• **Given task 1**: Please restate word for word the lines of the records starting at the line that contains "#detect bird's eye" and ending at the line that contains "top-left (926, 357), bottom-right (952, 380)", with both of those lines included.

Point-free functional programming has been available for a very long time. It was already known by logicians which have studied combinatory logic since the seminal work by Moses Schönfinkel in 1924, and has been the basis for the first study on what would become ML type inference by Robert Feys and Haskell Curry in the 1950s.

The idea to build functions from an expressive set of basic combinators is very appealing and has been applied in various domains, such as the array-manipulation languages derived from APL, or the parser combinator libraries such as Haskell's Parsec. A notable advocate of point-free programming is John Backus. In his 1978 speech "Can Programming Be Liberated From the Von Neumann Style ?", he wrote:

The lambda expression (with its substitution rules) is capable of defining all possible computable functions of all possible types and of any number of arguments. This freedom and power has its disadvantages as well as its obvious advantages. It is analogous to the power of unrestricted control statements in conventional languages: with unrestricted freedom comes chaos. If one constantly invents new combining forms to suit the occasion, as one can in the lambda calculus, one will not become familiar with the style or useful properties of the few combining forms that are adequate for all purposes. Just as structured programming eschews many control statements to obtain programs with simpler structure, better properties, and uniform methods for understanding their behavior, so functional programming eschews the lambda expression, substitution, and multiple function types. It thereby achieves programs built with familiar functional forms with known useful properties. These programs are so structured that their behavior can often be understood and proven by mechanical use of algebraic techniques similar to those used in solving high school algebra problems.

• **Provided records**:

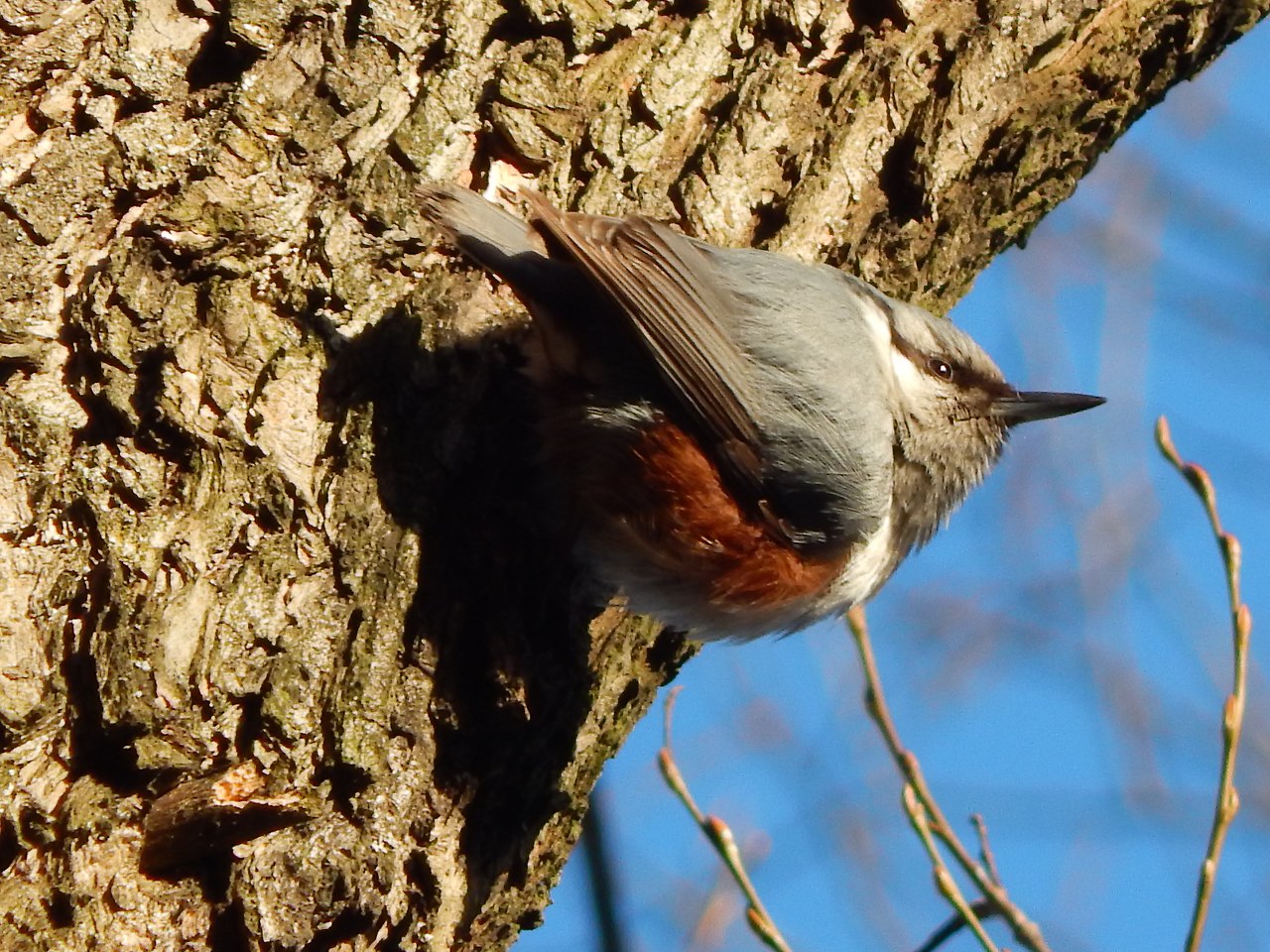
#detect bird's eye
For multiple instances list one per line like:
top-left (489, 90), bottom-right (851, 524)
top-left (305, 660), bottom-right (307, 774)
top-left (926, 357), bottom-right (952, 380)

* * *

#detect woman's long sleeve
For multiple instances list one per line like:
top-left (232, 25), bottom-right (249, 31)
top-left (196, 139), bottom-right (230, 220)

• **Given task 2**: Quote the passage on point-free programming, starting at "Point-free functional programming" and ending at "in the 1950s.".

• **Right answer 1**:
#detect bird's eye
For multiple instances list one per line like:
top-left (489, 90), bottom-right (851, 524)
top-left (305, 660), bottom-right (307, 774)
top-left (926, 357), bottom-right (952, 380)

• **Right answer 2**:
Point-free functional programming has been available for a very long time. It was already known by logicians which have studied combinatory logic since the seminal work by Moses Schönfinkel in 1924, and has been the basis for the first study on what would become ML type inference by Robert Feys and Haskell Curry in the 1950s.